▸ **PROBLEM DESCRIPTION**: Present each of the stored items below as a numbered list, omitting any blank lines.

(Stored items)

______

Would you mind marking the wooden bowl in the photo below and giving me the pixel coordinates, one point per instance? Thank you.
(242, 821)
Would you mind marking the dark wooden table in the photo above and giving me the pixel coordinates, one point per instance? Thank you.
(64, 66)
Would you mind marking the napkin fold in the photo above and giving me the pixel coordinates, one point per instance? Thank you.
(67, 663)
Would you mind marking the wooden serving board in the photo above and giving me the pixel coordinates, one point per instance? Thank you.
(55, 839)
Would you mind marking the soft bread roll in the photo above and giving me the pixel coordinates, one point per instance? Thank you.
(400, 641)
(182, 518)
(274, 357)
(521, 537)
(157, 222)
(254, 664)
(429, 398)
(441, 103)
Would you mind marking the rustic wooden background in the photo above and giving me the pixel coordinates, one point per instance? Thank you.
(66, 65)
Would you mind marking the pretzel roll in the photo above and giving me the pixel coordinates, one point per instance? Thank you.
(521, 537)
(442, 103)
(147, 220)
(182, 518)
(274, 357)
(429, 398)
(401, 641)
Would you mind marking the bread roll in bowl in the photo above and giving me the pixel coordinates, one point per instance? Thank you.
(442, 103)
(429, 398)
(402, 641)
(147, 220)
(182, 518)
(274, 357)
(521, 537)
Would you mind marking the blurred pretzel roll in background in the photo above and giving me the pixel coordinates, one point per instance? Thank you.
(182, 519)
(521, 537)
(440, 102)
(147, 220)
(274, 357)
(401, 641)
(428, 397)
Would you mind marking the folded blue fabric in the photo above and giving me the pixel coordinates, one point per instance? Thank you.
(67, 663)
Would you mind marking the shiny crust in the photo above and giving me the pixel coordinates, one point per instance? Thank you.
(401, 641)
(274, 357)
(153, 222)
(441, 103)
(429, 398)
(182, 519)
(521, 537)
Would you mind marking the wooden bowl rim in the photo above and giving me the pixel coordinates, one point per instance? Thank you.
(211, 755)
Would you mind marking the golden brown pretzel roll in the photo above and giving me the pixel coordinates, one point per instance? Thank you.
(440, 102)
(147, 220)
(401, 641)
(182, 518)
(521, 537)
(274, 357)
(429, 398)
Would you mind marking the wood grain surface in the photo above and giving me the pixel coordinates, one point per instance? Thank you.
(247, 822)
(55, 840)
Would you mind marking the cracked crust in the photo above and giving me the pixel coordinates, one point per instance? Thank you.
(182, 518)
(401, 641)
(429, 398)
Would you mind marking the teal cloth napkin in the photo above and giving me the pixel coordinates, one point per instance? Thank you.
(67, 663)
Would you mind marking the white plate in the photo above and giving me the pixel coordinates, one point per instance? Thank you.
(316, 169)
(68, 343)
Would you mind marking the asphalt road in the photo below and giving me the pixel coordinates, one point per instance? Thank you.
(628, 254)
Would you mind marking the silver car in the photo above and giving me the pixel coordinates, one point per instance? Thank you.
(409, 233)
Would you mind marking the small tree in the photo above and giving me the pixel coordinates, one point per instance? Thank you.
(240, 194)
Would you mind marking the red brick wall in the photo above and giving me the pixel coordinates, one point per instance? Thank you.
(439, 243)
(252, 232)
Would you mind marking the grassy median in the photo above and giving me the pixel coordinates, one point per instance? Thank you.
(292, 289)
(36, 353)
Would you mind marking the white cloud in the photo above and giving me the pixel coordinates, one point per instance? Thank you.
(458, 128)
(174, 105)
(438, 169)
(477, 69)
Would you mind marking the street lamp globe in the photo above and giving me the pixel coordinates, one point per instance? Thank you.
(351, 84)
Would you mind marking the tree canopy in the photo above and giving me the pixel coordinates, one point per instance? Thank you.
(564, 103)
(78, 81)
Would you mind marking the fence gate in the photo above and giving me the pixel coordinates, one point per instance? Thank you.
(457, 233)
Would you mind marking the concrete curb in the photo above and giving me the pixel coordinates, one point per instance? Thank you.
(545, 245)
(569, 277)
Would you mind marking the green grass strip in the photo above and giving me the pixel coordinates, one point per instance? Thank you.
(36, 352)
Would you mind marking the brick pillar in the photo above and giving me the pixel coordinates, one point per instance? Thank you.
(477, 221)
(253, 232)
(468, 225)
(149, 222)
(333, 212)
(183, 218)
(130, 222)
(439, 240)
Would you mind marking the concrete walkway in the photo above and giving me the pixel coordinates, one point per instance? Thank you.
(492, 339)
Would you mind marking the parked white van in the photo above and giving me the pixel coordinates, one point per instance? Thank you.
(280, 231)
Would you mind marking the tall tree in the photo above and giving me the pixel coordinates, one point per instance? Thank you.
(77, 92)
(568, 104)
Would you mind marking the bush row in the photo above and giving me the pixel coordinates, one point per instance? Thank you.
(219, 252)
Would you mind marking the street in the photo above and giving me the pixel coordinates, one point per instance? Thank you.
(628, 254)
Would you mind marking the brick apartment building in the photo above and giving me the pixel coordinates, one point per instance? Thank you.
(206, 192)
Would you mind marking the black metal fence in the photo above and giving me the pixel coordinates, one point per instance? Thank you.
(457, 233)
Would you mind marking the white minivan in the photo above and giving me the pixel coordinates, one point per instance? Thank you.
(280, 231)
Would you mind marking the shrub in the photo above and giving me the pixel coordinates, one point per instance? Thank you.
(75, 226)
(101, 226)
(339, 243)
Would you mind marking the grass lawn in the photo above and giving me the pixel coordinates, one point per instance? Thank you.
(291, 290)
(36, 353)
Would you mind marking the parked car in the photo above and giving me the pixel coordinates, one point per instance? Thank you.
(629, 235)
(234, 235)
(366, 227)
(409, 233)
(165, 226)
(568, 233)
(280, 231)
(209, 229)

______

▸ **TASK RESPONSE**:
1. Would you mind marking the wooden bowl in the photo below and giving me the pixel coordinates, one point per instance? Thank you.
2. (242, 821)
3. Would you mind marking the dark wooden table in the photo above and giving me the pixel coordinates, one point per instance? Thank you.
4. (64, 66)
5. Would you mind marking the napkin fold in the photo above and giving me the pixel coordinates, one point per instance? Thank you.
6. (67, 663)
7. Would you mind marking the wooden serving board in the photo above and giving me the pixel coordinates, one point per instance? Thank you.
8. (55, 839)
9. Would you mind marking the soft bread roll in the photo above and giving me the pixel coordinates, one point per instance? Thank you.
10. (400, 641)
11. (182, 518)
12. (274, 357)
13. (521, 537)
14. (157, 222)
15. (254, 664)
16. (429, 398)
17. (441, 103)
18. Would you mind marking the rustic wooden background in the photo above and giving me the pixel coordinates, one point per instance? Thank you.
19. (66, 65)
20. Would you mind marking the pretzel roll in the photo above and giving me the pixel coordinates, one point per instance? Thank you.
21. (521, 537)
22. (442, 103)
23. (147, 220)
24. (182, 518)
25. (274, 357)
26. (429, 398)
27. (401, 641)
28. Would you mind marking the bread roll in bowl in the photo above and giving me the pixel coordinates, one point per instance? Thank you.
29. (442, 103)
30. (429, 398)
31. (402, 641)
32. (147, 220)
33. (182, 518)
34. (274, 357)
35. (521, 537)
36. Would you mind marking the blurred pretzel roll in background in the photo above and giving me the pixel coordinates, one point per instance? Thank you.
37. (182, 519)
38. (521, 537)
39. (440, 102)
40. (147, 220)
41. (274, 357)
42. (401, 641)
43. (428, 397)
44. Would you mind marking the folded blue fabric in the photo above and giving me the pixel coordinates, one point per instance? Thank you.
45. (67, 663)
46. Would you mind marking the shiny crust in the photo above and giving me the pixel coordinates, one point per instance? Thank you.
47. (401, 641)
48. (274, 357)
49. (153, 222)
50. (441, 103)
51. (429, 398)
52. (182, 519)
53. (521, 537)
54. Would you mind marking the wooden bowl rim in the photo above and giving me the pixel coordinates, one point per instance? Thank you.
55. (211, 755)
56. Would you mind marking the golden brown pretzel roll in the photo above and giving me the pixel coordinates, one point per instance? Thank you.
57. (440, 102)
58. (147, 220)
59. (401, 641)
60. (182, 518)
61. (521, 537)
62. (274, 357)
63. (429, 398)
64. Would you mind marking the wood grain surface in the photo above and giving me the pixel coordinates, one point per instance? Thank you.
65. (247, 822)
66. (55, 840)
67. Would you mind marking the cracked crust in the photo above and giving me the pixel coordinates, one point per instance? Thank you.
68. (182, 518)
69. (401, 641)
70. (429, 398)
71. Would you mind marking the teal cloth napkin in the photo above and giving me the pixel coordinates, one point per instance? Thank you.
72. (67, 663)
73. Would you mind marking the white plate in the photo above and giving me the pixel coordinates, one point per instance? Thank you.
74. (316, 169)
75. (68, 343)
76. Would you mind marking the asphalt road in the photo below and giving me the pixel coordinates, one point per instance? Thank you.
77. (628, 254)
78. Would you mind marking the silver car in the photo above and giving me the pixel coordinates, one point per instance? Thank you.
79. (409, 233)
80. Would you mind marking the small tree in the photo above and giving me the pixel coordinates, one point per instance? Thank you.
81. (240, 194)
82. Would you mind marking the red brick wall in the photo above and giving me the pixel coordinates, one point per instance? Thank you.
83. (439, 243)
84. (252, 232)
85. Would you mind marking the grassy median in the photo above and giving me the pixel coordinates, one point per instance? Thank you.
86. (292, 289)
87. (36, 353)
88. Would you mind marking the white cloud in the photo above and giving me the pixel coordinates, one point per instance? Thank you.
89. (458, 128)
90. (174, 105)
91. (438, 169)
92. (477, 69)
93. Would you mind marking the street lamp globe in the photo above and giving me the pixel coordinates, one point per instance? Thank you.
94. (351, 84)
95. Would you mind marking the tree canopy in the photo above and giving me the pixel coordinates, one point per instance? Thank you.
96. (564, 103)
97. (78, 81)
98. Would you mind marking the fence gate in the photo above and giving me the pixel coordinates, one point per instance? Thank you.
99. (457, 233)
100. Would you mind marking the concrete curb in the photo above and giving me the pixel coordinates, one point per instance? Thank you.
101. (545, 245)
102. (569, 277)
103. Would you mind marking the green grass strip in the photo above and giving me the pixel coordinates, one point per instance? Thank you.
104. (36, 352)
105. Would you mind marking the brick pillar in the photo above and giving me the pixel coordinates, one point per instance? Thank you.
106. (477, 221)
107. (253, 232)
108. (468, 225)
109. (149, 222)
110. (333, 212)
111. (183, 218)
112. (130, 222)
113. (439, 240)
114. Would you mind marking the concrete walkway in the photo above and giving me the pixel coordinates, one point per instance? Thank you.
115. (492, 339)
116. Would you mind marking the parked white van in the photo above and giving me the pixel coordinates, one point per instance? Thank you.
117. (280, 231)
118. Would you mind marking the tall tree in the photo above and giving me the pixel coordinates, one point per instance? Thank you.
119. (77, 92)
120. (568, 104)
121. Would you mind marking the bush row in the photo above and giving me the pixel coordinates, one point per instance? Thank you.
122. (219, 252)
123. Would you mind marking the street in the photo above and giving me the pixel coordinates, one point per instance? Thank you.
124. (628, 254)
125. Would you mind marking the brick apartment building in the photo above and giving me the pixel coordinates, one point per instance? Thank you.
126. (206, 192)
127. Would you mind marking the black metal fence in the photo above and giving me the pixel coordinates, one point per instance? Thank you.
128. (457, 233)
129. Would you mind marking the white minivan in the photo above and giving me the pixel coordinates, one point per instance? Thank you.
130. (280, 231)
131. Would you mind marking the shrub in the photo above and giving me the pixel coordinates, one point per instance? Thank you.
132. (75, 226)
133. (101, 226)
134. (339, 243)
135. Would you mind marking the grass lawn in the photo above and giving me the pixel coordinates, one point per instance? Thank you.
136. (291, 290)
137. (36, 353)
138. Would you mind marking the parked car in the photo above and giving me the pixel coordinates, one point per instance? Thank you.
139. (629, 235)
140. (234, 235)
141. (366, 227)
142. (409, 233)
143. (165, 226)
144. (568, 233)
145. (280, 231)
146. (209, 229)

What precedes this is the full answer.